→ Exercise requirements
Report how many lines in the records below contain the string "umbrella", matching case exactly. Give only the number.

Records of labeled points

>> start

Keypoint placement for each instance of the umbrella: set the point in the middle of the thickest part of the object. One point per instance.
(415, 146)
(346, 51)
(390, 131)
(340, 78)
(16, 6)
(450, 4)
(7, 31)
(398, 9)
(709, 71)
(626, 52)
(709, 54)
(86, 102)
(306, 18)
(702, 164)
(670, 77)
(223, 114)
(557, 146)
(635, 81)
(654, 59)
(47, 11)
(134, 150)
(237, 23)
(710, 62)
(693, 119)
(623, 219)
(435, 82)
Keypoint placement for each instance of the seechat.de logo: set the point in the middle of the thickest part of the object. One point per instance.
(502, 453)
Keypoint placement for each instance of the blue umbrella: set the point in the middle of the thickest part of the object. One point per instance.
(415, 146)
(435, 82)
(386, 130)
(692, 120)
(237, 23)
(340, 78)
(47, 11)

>> end
>> start

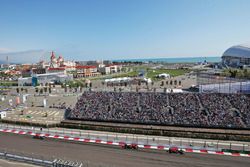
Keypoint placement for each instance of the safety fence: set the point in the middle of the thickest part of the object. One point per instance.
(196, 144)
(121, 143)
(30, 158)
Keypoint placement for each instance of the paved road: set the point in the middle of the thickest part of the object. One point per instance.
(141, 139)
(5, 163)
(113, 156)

>> end

→ Correct response
2